## 任务条目
请从下面这篇回忆汪家往事与童年生活的文章的最后一句之后接着续写。
---------- 所给文本 ----------
现在算起来,拍这张照片那年,我应该已有14岁,但也许出生富豪,一直过着吃穿不愁的上等生活,致使我对家族、家业一类的事情知之并不多,一直到前不久读到《嵊州史话》(嵊州政协·党史办编)中的一篇文章《新兴商业第一家——汪集丰》时,我才对我家的历史有了更多的了解。文中写道:“汪家企业包括银行、钱庄、商行、商号、公司等已有40余家。经济势力遍及全县和邻县新昌……有‘汪半城’之称。”(56页)

60年后当我坐在简陋的家中再看这张老照片,不能不感慨世事变迁,沧海桑田。

关于童年的记忆,有伤痛,但更多的是快乐与温馨。

我母亲一生育有三子一女,小妹未满周岁夭折。三子年龄各差一年,分别取名为中源、爱源、宝源,由于当时家庭豪富,孩子都由奶娘抚养。记得6岁那年,外婆来我家探亲,回长乐镇时,为图吉利,就带着我与小弟到西站后面的一座庙里去烧香拜佛。那时家中我和小弟最好,跟着外婆到庙里烧香对孩童来说着实无趣,便偷偷带着小弟从庙中溜出来到西站玩。当时的西站就设在离如今西桥50米的地方,嵊长公路(嵊县至长乐)很窄,大约只有6米的路面,长乐到嵊县西站前有一弯道,路旁又设有许多小摊贩,西站前搭着一个大棚。就在我拉着小弟活蹦乱跳地来到西站前时,一场大祸突然降临。两辆大车突然正面相撞,将我小弟夹在中间,致使我那年仅5岁的小弟永远离我而去。我虽死里逃生,却也身受重伤,经芷湘医院抢救才得以康复。

后来听说,“汪半城”汪正金的小孙子被车撞死曾轰动县城,肇事的两位驾驶员都被判了刑,汽车公司还赔款5000块银元。这在当时应该是相当重的惩罚与赔偿,但无论如何,小弟就那样永远地离开了人世。我母亲因悲伤而大病一场;我外婆,因伤心、后悔,从此再也没进过汪家门。

小弟撞车的那一幕,深刻地印在我童年的记忆里,因为那是我对生命与伤痛的最初认识与感受。

在童年的生活中,最令我怀念的,是我的祖父汪正金。
---------- 记录摘录 ----------
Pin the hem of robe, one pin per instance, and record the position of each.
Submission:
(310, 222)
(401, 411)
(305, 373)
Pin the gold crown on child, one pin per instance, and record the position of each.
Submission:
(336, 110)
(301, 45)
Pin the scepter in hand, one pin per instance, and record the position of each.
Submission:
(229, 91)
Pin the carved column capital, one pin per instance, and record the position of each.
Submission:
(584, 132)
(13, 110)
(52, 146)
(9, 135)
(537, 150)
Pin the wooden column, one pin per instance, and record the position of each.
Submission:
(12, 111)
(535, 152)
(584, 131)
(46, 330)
----------
---------- 记录摘录 ----------
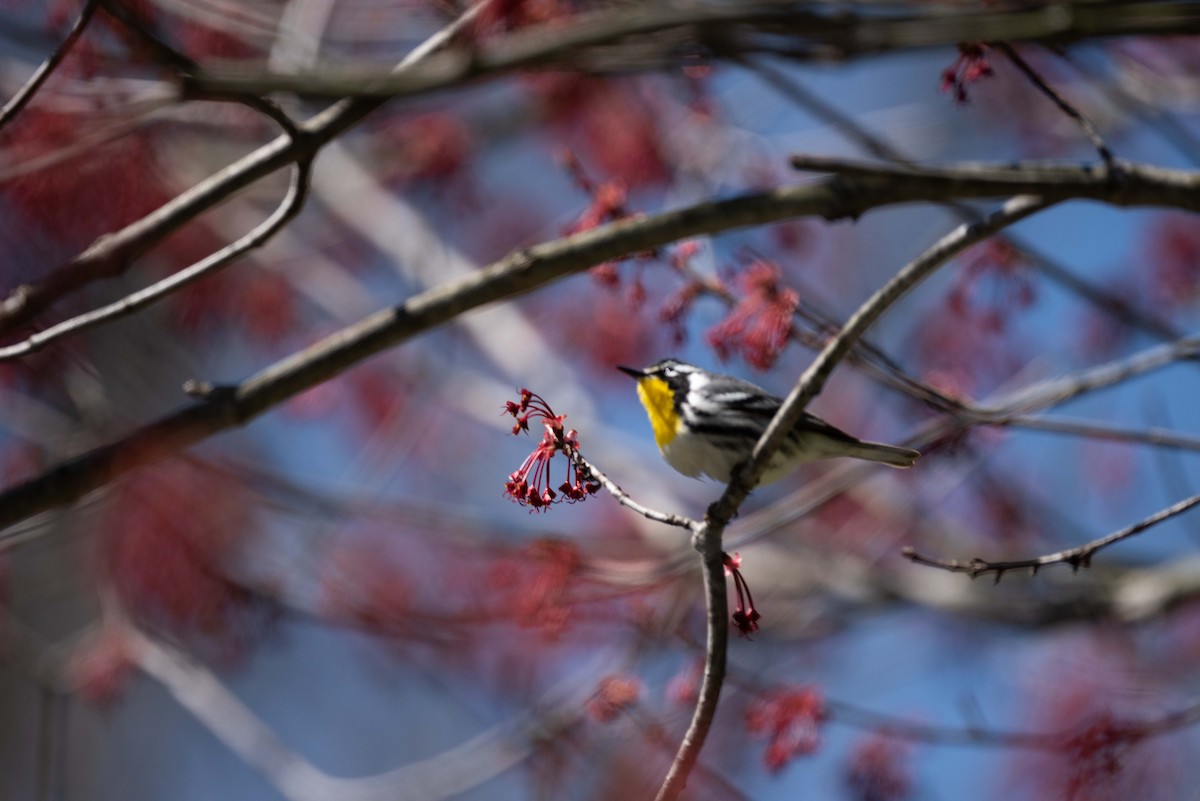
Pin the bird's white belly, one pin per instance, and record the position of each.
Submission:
----------
---------- 记录摘录 ----------
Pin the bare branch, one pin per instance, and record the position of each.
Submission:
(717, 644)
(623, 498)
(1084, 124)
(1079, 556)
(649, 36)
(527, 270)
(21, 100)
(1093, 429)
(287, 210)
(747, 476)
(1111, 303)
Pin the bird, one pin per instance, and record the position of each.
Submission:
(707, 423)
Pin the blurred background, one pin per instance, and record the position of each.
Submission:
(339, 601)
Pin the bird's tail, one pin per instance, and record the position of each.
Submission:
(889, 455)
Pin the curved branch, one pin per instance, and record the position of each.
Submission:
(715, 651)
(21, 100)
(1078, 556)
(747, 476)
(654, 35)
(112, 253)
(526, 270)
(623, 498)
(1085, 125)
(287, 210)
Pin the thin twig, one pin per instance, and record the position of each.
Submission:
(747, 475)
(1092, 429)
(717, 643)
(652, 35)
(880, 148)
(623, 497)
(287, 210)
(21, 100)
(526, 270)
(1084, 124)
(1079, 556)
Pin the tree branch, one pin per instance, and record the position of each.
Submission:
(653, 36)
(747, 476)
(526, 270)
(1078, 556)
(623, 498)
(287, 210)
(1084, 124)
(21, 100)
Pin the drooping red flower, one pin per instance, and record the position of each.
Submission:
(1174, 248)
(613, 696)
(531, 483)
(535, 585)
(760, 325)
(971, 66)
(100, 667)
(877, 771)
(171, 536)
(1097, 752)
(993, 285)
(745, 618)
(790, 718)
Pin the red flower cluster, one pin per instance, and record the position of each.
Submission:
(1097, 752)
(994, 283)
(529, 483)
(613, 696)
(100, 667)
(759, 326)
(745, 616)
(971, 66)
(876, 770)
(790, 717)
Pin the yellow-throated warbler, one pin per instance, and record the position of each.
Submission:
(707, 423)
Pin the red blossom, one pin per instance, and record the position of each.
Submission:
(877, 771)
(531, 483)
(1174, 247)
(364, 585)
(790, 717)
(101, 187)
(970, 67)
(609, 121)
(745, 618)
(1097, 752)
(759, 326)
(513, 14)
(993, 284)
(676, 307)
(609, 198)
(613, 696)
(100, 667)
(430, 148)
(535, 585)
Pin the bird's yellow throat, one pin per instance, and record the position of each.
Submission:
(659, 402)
----------
## 练习结果
由于种种原因,记忆中我父母在香港、上海经商总带着我的大哥,而把我丢在嵊县家中。因此,我的童年是在祖父身边度过的。解放前祖父一直担任嵊县商会会长,工作很忙,祖父很瘦,几乎每天早晨只喝牛奶一杯,不再吃其他食品,就急匆匆地去嵊县商会。解放前商会的位置就在如今市府大楼停放摩托车的地方。祖父非常宠爱我,无论工作多忙,他都不会疏忽我,不让我感到孤单和寂寞。

由于祖父的宠爱,小时候,我有一些“可爱”的坏习惯。记得祖父午睡时总是将衣服挂在衣架上,而我只要没钱花,就会趁他午睡时去他口袋里偷钱。记得有一次,我悄悄地去偷钱,惊慌中在他的衣袋里抽了一张纸币,到外面一看,吓了一大跳,原来是一张10元的金元券大票,当年蒋经国的金元券刚刚上市,很值钱。我想偷1元、2元祖父不会发觉,这一张大票被窃祖父一定会发现,于是我悄悄地回到祖父的床前,想将大票换成小票,万万没有想到,我刚刚将10元大票重新装入衣衫袋中时,突然祖父笑道:“你拿去花吧!”

我吓了一大跳:“爷爷,我——”

祖父慈祥地说:“其实你拿钱时我早就看到了,以后你要钱花,可以告诉爷爷,爷爷会给你的。”

当时祖父虽对我宠爱有加,但祖母对我很是严厉。记得当时祖母房中放有很多蛋糕、桂花球、酥糖、香糕一类的食品,特别是看到瓶装的肉松出现在那里时,我总是馋得直流口水,而她很少给我自由地享用。于是,趁祖母不在,我就偷偷溜进她的房间,饱吃一顿。我知道,如果偷一点酥糖之类是不容易发觉的,但瓶装的肉松如果少了,就特别容易被发觉。于是,在吃完一两把以后,我就会将瓶子反复地上下摇晃几次,以掩人耳目。有一次我在偷吃结束摇动肉松瓶时,被祖母发现了。祖母生气地责骂我并告诉了祖父,我吓得哭了,祖父将我叫到身边,不但不批评,还将我摇过的两瓶肉松送到我手中,笑道:“偷吃不光彩,要吃就来找爷爷。”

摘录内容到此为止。